# DOCUMENT EXTRACT

Defendants have not responded to Mr. Rocha's motion for default judgment, and briefing is closed. See Civil L.R. 7-3. For the reasons discussed below, this Court recommends that Mr. Rocha's motion for default judgment be granted.

II. LEGAL STANDARD

Default may be entered against a party who fails to plead or otherwise defend an action. Fed.R.Civ.P. 55(a). After entry of default, a court may, in its discretion, enter default judgment. Fed.R.Civ.P. 55(b)(2); Aldabe v. Aldabe, 616 F.2d 1089, 1092 (9th Cir. 1980). In deciding whether to enter default judgment, a court may consider the following factors: (1) the possibility of prejudice to the plaintiff; (2) the merits of the plaintiff's substantive claim; (3) the sufficiency of the complaint; (4) the sum of money at stake in the action; (5) the possibility of a dispute concerning material facts; (6) whether the default was due to excusable neglect; and (7) the strong policy underlying the Federal Rules of Civil Procedure favoring decisions on the merits. Eitel v. McCool, 782 F.2d 1470, 1471-72 (9th Cir. 1986). In considering these factors, all factual allegations in the plaintiff's complaint are taken as true, except those relating to damages. TeleVideo Sys., Inc. v. Heidenthal, 826 F.2d 915, 917-18 (9th Cir. 1987). The court may hold a hearing to conduct an accounting, determine the amount of damages, establish the truth of any allegation by evidence, or investigate any other matter. Fed.R.Civ.P. 55(b)(2).

“A default judgment may be entered against a minor or incompetent person only if represented by a general guardian, conservator, or other like fiduciary who has appeared.” Fed.R.Civ.P. 55(b)(2). There are no such issues presented here.

# RECORDED INFORMATION
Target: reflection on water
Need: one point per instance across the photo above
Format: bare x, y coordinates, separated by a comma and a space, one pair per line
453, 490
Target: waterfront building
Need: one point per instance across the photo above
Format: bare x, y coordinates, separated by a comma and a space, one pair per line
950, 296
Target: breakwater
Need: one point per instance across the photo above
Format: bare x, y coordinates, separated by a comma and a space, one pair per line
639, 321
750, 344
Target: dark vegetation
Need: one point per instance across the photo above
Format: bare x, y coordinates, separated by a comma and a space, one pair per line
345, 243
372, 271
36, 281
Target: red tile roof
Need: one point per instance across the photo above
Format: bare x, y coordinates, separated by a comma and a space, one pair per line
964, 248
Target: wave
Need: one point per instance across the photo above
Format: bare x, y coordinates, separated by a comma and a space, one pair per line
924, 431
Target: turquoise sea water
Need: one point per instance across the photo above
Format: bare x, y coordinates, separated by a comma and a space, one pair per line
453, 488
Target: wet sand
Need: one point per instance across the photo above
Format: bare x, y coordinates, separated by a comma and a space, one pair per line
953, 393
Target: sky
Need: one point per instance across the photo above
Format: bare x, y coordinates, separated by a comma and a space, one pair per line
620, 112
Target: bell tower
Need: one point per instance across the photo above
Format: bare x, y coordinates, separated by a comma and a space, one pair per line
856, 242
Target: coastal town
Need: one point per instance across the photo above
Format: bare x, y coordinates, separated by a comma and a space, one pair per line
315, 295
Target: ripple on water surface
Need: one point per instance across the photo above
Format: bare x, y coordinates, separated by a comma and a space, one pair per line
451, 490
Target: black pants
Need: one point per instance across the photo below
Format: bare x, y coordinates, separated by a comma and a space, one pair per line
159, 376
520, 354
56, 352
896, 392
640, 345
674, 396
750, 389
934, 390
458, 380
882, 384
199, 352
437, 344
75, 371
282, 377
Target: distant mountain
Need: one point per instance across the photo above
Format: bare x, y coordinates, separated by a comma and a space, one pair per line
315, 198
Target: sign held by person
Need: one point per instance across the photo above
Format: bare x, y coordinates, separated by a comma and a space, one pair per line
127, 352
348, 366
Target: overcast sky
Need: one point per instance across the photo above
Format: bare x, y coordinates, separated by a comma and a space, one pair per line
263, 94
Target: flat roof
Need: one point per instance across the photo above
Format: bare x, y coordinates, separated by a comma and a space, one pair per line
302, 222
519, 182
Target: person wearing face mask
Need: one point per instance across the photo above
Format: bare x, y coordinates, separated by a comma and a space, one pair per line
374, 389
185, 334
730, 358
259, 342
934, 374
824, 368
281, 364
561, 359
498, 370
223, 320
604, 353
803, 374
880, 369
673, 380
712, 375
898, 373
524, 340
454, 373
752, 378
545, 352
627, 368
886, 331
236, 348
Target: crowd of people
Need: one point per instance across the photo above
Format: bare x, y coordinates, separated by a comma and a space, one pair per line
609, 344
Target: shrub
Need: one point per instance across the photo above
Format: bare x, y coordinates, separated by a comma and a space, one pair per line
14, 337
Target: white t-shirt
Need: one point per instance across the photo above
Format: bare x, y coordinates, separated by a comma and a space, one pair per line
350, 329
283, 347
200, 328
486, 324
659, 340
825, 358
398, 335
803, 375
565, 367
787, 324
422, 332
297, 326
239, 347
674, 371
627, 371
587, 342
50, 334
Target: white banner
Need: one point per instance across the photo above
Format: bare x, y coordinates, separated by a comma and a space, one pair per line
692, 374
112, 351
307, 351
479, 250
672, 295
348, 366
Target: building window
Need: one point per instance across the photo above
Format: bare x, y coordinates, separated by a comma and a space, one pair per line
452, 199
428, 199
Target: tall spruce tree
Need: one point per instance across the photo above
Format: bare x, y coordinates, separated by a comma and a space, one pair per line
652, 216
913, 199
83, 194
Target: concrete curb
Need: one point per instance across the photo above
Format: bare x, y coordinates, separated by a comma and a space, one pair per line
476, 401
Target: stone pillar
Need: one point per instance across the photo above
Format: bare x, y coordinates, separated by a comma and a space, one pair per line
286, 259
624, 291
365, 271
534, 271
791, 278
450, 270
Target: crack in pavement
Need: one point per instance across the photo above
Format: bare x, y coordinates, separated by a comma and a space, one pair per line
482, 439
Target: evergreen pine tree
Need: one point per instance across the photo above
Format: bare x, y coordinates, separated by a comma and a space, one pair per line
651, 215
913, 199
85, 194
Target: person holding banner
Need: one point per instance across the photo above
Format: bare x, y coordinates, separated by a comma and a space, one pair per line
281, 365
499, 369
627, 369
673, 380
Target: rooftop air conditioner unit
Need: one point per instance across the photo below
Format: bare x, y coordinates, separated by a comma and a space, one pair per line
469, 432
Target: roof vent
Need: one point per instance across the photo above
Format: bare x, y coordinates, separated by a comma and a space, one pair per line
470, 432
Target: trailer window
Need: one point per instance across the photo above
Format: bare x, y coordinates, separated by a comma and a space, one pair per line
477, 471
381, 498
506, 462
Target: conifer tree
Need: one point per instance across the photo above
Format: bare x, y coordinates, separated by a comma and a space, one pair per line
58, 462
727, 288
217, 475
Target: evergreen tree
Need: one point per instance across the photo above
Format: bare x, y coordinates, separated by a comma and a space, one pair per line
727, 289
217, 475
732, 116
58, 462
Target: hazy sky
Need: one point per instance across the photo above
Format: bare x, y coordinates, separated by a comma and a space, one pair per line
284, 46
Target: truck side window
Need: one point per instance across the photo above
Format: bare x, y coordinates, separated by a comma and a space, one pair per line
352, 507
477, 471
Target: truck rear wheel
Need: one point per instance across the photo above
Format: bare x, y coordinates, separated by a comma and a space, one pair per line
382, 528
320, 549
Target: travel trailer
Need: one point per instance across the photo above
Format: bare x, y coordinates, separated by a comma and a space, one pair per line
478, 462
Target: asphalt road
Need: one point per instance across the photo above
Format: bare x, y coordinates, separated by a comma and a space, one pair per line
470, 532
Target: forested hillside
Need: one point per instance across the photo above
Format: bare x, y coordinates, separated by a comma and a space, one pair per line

# GIVEN PROBLEM
Answer these questions using the default judgment excerpt above.
1. Who has not responded to Mr. Rocha's motion for default judgment?
2. Which case is cited for the list of factors a court may consider in deciding whether to enter default judgment?
3. Which factual allegations in the plaintiff's complaint are not taken as true?

# TASK ANSWER
1. Defendants.
2. Eitel v. McCool, 782 F.2d 1470, 1471-72 (9th Cir. 1986).
3. Those relating to damages.